GOAL:
Carry on the blog post about brewing a Rye Barrel Adambier, starting right after its last sentence.

-------- PASSAGE

Rye Barrel Adambier

>> Sunday, December 09, 2018

Today's recipe is for an Adambier and is based on Hair of the Dog Brewing Company's interpretation of the style, simply named Adam. In fact, this recipe reportedly comes directly from Alan Spirits at HotD via Sean Paxton, the Homebrew Chef. We're brewing this beer as a group project, and by "we", I mean Brandon, Jeff, Nate, and Rob (me). Some previous group projects included our buddy Ryan, but he lives in Texas now so Nate jumped into Ryan's spot. This is going to be a huge beer that will be consumed slowly over a few years, so it's a good one to split with friends.

Adambier is one of those nearly extinct historic styles that most people have never heard of and there really aren't a whole lot of commercial examples out there (HotD’s Adam is the only one I’ve ever seen packaged for sale). Standard guidelines are pretty scarce as well. I first heard about the style when I was doing my pro-am Cahoots Flanders Red with Uinta Brewing. They had brewed up a batch of Adambier for some special events including GABF. In fact, a small portion of the Adambier made its way into the final Cahoots blend (one port barrel filled roughly 50/50 with Flanders Red and Adambier). The style is essentially described as a German lagered version of a Barleywine. Note, I said “lagered version of a Barleywine”; it's an ale that's lagered, rather than a beer brewed with lager yeast. It's very likely that this beer was cold-aged in order to round out the flavors and let some of the hot alcohols mellow.

----------------
-------- DATASET SECTION

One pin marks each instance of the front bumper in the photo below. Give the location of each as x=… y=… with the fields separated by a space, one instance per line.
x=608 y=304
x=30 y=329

----------------

SOLVED PROBLEM:
As for descriptions of the style, the Maltose Falcons seem to have the most complete write-up on their club site. Other sources describe the style as a marriage of malt, sour, and smoke, but I doubt the sour was very pronounced and probably wasn't even intentional when/if it occurred. Similar to an Old Ale, the sourness is likely subdued and the byproduct of extended aging on wood rather than something akin to a Flanders Red where acidity is integral in defining the style. One thing that is consistent is the description of smoky character which dates back to a time when all malt had at least a little bit of smoke character from direct-fired kilns. This recipe uses peat-smoked malt, something that almost every professional brewer as well as homebrewer will tell you to steer clear of due to its overwhelmingly intense smoky character. This is my first time using this malt and I can tell you my hands smell smoky just from bagging the two and a quarter pounds for this recipe.

Even with the smokiness that is likely to come from the peat-smoked malt, this style is all about the malt. Malt, malt, and more malt is the name of the game. We're using Imperial Tartan yeast for this batch, which is a yeast strain known to emphasize malt character in finished beer. This beer is going to spend some time in a rye barrel from Sugarhouse Distillery once primary fermentation is complete. I'm not sure if it's the char, the micro-oxygenation, or a combination of the two (most likely), but there's definitely some magic that takes place in a barrel...softening, conditioning, rounding flavors. If you don’t have a barrel for a beer like this, consider charring some oak cubes and adding them to secondary.

Well that's enough talk. Now to the recipe as we're making it today. Due to the high gravity, this is a bit of an advanced beer. If you're stumbling across this recipe and you're a first-time homebrewer, I would not recommend starting with this recipe. 

Recipe size: 15 gallons
Target OG: 1.134 - As gravity increases, efficiency drops. I doubt we'll get to 1.134, but it's going to be high regardless.

The total recipe is listed below. Due to volume restrictions in both the mash and the boil, we will most likely divide the mash and boil in half. Fermentation will be divided across three fermenters.

55.00# Gambrinus Pale Malt (yes, that’s one full sack)
5.43# Briess Bonlander Munich Malt (10L)
2.25# Simpsons Peat Smoked Malt
3.75# Crisp Light Crystal Malt (45L)
0.56# Castle Chateau Black Malt
1.13# Crystal Pale Chocolate Malt
6.0oz Northern Brewer (90 min)
4.5oz Northern Brewer (40 min)
6.0oz Tettnang (10 min)
(6) - Imperial Tartan A31 (yes, six of them)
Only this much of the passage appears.